* [Problems to solve]:
A. Decide whether each statement below agrees with the text on peptide-based delivery of oligonucleotides. Answer yes or no for each, and quote the text's deciding words.
(i) The literature describes GLP1R as unsuitable for selective drug delivery mainly because of its low abundance and its limited ability to internalize a large amount of drug conjugate.
(ii) CPPs work only when they are linked covalently to their cargo.
(iii) The peptide conjugation improves the potency of the ASO in a GLP1R-dependent manner.
B. Continue the text on peptide-based delivery of oligonucleotides, starting after its final sentence.

A last example highlights glucagon-like peptide-1 receptor (GLP1R) as a vector for delivering antisense oligonucleotides (ASOs). In the literature, GLP1R is described to be unsuitable for selective drug delivery mainly due to its low abundance and limited ability to internalize a large amount of drug conjugate. In 2018, researchers described a new approach using GLP1R as an internalization inducer to deliver an ASO to the pancreatic β-cells15. The covalent conjugation via a disulfide bridge between GLP1R and the ASO has enhanced the selective cellular uptake of the ASO in the targeted cells. The peptide conjugation also improves the potency of the ASO in a GLP1R-dependent manner and induces the gene expression silencing that leads to a reduction in protein levels. Furthermore, it has been demonstrated that GLP1R is not only able to deliver the ASO to the pancreatic β-cells but also into the pancreatic islets in the liver with an enhanced uptake. This work opens the door to a new treatment options for diseases caused by an aberrant gene expression in pancreatic β-cells, like diabetes.
Peptide-Oligonucleotide Transition
CPPs represent a great opportunity to overcome the delivery obstacles and poor bio-distribution of oligonucleotides. They enable the specific delivery of their cargo molecule to their target cells and tissues. Either linked covalently or complexed into nanoparticles with their cargo, CPPs provide a huge mobility advantage and a critical access to the most challenging tissues, such as muscle, bone marrow and barriers, or through the blood-brain barrier. CPP-oligo conjugates combine two core competencies of Bachem, peptide and oligonucleotide synthesis.

* [Information shown]:
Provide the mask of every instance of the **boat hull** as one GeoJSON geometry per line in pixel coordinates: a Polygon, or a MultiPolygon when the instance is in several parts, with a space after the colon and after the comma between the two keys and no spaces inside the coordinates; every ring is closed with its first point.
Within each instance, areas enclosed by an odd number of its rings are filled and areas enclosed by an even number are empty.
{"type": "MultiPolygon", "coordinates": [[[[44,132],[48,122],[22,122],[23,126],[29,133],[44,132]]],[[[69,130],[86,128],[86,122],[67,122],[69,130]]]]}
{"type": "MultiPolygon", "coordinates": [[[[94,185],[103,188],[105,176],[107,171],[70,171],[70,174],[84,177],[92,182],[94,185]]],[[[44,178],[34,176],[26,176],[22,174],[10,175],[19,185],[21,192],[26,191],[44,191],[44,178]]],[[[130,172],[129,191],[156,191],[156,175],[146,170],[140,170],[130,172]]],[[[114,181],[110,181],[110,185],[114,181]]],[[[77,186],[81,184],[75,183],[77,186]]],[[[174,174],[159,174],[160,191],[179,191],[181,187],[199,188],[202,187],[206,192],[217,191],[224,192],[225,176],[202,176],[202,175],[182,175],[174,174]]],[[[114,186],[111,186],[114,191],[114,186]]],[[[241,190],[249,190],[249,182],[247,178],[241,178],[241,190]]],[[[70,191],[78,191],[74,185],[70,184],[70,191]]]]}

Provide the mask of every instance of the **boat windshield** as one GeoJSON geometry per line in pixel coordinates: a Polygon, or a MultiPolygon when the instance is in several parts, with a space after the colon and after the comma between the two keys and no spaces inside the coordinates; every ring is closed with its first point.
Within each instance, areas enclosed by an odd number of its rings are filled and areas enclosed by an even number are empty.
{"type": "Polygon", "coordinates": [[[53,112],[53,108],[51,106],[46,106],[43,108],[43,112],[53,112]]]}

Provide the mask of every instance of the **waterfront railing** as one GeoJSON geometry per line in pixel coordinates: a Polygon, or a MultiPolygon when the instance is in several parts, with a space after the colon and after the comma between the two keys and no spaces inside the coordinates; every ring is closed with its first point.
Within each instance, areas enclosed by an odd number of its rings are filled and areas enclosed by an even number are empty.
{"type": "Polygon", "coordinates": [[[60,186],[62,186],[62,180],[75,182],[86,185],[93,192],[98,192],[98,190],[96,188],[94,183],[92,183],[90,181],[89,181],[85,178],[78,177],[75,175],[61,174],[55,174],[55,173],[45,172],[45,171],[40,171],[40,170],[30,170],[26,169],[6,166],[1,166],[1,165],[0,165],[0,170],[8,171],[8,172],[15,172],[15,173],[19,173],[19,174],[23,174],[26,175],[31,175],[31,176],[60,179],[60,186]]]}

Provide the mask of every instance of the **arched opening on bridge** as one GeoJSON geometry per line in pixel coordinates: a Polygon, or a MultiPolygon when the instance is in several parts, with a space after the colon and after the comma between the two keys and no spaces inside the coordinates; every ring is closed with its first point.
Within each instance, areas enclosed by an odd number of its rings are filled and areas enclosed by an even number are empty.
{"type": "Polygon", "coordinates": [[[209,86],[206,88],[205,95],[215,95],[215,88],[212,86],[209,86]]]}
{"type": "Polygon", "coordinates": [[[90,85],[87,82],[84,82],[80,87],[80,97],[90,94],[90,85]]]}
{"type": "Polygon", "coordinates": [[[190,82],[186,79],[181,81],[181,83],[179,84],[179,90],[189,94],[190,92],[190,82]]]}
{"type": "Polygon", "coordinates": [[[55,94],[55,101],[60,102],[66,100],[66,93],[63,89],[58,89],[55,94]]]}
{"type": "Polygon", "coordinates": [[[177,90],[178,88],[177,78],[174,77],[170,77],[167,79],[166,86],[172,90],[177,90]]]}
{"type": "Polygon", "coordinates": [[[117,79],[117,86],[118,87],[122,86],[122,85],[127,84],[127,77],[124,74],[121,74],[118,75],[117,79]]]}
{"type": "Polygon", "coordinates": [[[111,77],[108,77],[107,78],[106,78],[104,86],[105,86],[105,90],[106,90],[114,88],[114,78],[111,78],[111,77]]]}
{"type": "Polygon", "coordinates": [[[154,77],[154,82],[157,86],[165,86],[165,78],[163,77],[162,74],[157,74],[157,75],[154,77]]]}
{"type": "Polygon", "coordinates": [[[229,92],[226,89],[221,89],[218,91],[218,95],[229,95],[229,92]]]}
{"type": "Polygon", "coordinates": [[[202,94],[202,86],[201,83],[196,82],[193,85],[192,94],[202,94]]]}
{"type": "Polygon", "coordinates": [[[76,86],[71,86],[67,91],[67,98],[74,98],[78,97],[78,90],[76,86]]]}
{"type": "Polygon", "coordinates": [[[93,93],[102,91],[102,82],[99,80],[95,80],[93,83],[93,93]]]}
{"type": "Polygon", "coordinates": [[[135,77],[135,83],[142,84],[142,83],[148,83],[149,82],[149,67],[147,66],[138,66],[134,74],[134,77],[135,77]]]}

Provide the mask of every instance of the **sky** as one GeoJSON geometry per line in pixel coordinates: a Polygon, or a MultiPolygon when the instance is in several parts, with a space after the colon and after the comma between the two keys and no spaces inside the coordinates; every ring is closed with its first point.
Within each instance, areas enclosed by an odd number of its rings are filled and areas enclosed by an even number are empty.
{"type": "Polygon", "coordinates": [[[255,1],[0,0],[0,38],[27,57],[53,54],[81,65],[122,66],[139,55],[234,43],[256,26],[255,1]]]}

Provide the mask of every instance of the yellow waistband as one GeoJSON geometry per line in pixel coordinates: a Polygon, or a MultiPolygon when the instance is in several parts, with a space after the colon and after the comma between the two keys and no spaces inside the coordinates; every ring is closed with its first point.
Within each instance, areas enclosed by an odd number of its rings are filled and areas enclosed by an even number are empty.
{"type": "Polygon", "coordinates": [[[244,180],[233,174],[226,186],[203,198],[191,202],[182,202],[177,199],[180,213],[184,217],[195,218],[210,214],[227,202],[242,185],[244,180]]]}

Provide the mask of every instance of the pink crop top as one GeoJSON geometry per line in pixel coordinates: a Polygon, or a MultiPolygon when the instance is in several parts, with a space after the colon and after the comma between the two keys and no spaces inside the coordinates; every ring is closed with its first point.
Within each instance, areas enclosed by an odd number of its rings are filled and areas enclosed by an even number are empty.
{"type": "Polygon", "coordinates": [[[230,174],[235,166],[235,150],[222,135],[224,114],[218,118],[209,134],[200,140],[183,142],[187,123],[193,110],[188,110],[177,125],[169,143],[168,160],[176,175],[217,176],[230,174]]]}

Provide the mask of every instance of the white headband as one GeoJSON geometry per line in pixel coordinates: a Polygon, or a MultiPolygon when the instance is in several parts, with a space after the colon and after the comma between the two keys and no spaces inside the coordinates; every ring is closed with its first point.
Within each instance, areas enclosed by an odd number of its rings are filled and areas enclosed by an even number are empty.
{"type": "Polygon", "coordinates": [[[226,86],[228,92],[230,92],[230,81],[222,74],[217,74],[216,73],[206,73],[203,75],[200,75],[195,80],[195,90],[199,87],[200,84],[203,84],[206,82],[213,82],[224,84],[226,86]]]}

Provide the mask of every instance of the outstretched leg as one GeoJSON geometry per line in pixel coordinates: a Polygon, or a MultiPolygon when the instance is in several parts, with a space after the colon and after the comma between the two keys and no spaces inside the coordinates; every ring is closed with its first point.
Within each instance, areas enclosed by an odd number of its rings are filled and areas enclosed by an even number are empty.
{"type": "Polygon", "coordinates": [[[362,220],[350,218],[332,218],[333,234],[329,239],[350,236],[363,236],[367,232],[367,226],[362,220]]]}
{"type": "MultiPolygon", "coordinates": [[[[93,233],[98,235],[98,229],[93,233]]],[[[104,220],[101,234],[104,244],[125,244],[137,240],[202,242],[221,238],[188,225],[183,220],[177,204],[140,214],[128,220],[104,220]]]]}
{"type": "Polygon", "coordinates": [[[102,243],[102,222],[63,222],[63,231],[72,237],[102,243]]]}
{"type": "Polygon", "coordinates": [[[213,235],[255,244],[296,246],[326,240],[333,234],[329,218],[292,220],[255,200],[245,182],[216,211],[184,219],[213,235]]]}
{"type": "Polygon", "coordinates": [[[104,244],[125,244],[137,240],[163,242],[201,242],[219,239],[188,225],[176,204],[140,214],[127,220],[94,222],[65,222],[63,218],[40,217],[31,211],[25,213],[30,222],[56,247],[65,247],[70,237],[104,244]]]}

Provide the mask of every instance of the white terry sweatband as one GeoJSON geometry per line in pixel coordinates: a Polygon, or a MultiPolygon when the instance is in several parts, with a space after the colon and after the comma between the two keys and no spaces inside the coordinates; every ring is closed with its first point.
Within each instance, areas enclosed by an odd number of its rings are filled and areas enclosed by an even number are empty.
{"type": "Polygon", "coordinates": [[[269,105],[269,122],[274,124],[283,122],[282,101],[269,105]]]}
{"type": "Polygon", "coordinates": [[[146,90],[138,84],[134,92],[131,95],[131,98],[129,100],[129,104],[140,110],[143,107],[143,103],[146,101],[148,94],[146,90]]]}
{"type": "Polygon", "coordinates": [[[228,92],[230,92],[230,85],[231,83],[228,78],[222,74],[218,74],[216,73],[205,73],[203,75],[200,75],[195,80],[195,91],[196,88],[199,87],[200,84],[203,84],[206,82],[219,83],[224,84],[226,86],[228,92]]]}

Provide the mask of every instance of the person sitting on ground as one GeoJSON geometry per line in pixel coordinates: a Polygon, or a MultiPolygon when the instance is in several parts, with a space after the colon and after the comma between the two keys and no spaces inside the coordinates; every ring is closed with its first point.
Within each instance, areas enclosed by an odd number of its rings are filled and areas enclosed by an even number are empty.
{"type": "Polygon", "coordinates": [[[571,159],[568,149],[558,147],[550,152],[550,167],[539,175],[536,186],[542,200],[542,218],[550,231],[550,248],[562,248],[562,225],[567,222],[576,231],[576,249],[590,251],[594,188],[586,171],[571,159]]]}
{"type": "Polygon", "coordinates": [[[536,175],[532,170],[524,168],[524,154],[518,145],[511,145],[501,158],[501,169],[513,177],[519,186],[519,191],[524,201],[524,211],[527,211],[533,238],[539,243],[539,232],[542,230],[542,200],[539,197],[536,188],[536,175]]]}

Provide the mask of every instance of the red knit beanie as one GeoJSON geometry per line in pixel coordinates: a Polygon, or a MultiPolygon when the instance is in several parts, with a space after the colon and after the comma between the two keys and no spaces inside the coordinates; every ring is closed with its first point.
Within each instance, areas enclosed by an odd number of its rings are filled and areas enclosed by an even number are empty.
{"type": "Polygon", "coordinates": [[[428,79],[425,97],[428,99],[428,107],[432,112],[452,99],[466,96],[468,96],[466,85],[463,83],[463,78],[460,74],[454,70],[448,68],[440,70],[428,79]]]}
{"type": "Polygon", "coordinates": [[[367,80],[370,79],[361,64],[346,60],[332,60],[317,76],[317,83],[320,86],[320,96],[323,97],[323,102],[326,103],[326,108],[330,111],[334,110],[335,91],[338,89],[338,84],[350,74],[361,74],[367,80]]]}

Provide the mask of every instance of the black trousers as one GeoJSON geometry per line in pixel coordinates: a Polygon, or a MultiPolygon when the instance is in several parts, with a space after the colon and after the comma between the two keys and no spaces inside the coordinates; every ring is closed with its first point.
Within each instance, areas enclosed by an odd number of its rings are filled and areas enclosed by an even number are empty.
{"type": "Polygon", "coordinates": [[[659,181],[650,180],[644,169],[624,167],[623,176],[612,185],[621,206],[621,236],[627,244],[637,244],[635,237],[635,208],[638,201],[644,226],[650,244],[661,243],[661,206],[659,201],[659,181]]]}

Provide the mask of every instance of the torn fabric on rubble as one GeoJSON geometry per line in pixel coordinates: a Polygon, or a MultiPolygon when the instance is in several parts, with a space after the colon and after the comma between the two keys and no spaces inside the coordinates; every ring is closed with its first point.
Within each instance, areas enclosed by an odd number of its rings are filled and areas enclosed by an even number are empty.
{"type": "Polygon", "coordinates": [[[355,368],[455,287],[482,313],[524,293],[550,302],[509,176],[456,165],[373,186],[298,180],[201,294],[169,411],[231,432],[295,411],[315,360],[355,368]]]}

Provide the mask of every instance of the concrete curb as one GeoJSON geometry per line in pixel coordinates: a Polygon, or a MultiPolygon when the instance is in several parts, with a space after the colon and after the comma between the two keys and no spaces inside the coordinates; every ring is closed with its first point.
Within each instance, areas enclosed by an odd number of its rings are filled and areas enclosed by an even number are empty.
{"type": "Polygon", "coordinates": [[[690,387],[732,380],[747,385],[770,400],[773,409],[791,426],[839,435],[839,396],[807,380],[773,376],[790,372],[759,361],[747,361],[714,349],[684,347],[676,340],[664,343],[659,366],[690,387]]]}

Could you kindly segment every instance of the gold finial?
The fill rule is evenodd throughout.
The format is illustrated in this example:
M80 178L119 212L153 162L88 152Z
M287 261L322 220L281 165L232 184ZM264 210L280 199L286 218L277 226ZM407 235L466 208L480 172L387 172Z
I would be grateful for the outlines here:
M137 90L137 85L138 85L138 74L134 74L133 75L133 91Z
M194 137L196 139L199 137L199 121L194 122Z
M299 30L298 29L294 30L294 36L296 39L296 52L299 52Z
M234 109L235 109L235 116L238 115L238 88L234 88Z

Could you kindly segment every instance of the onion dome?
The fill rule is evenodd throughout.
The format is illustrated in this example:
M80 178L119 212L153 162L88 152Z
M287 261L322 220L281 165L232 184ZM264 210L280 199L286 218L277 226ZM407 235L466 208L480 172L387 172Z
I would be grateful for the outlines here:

* [Task-by-task results]:
A.
(i) Yes: "In the literature, GLP1R is described to be unsuitable for selective drug delivery mainly due to its low abundance and limited ability to internalize a large amount of drug conjugate."
(ii) No: "Either linked covalently or complexed into nanoparticles with their cargo"
(iii) Yes: "The peptide conjugation also improves the potency of the ASO in a GLP1R-dependent manner"

B.
For more than half a century, Bachem has provided high quality peptides for various applications, amassing a track record of about 80 Drug Master Files (DMFs) filed. Recently that Bachem heritage and expertise has been expanded to oligonucleotides that also demand expert knowledge in solid-phase synthesis and protecting group chemistry. Downstream processing typically includes the same steps as peptides, such as chromatography, ultra- and diafiltration techniques, precipitation and lyophilization.
Bachem has seen demand for oligonucleotides steadily increasing as the bases for new drugs to cure rare and genetic diseases and has built up its capabilities for large scale cGMP production of oligonucleotides. With its strong innovation program, Bachem can offer its customers the solutions they need to supply large volume of oligonucleotide drugs in sustainable ways, helping pharma and biotech companies to develop new therapies that can transform patient’s lives.
References
- Degols et al. Bioconjugate Chem. 5(1), 8–13 (1994)
- Lehto et al. Adv. Drug Deliv. Rev. 106, 172–182 (2016)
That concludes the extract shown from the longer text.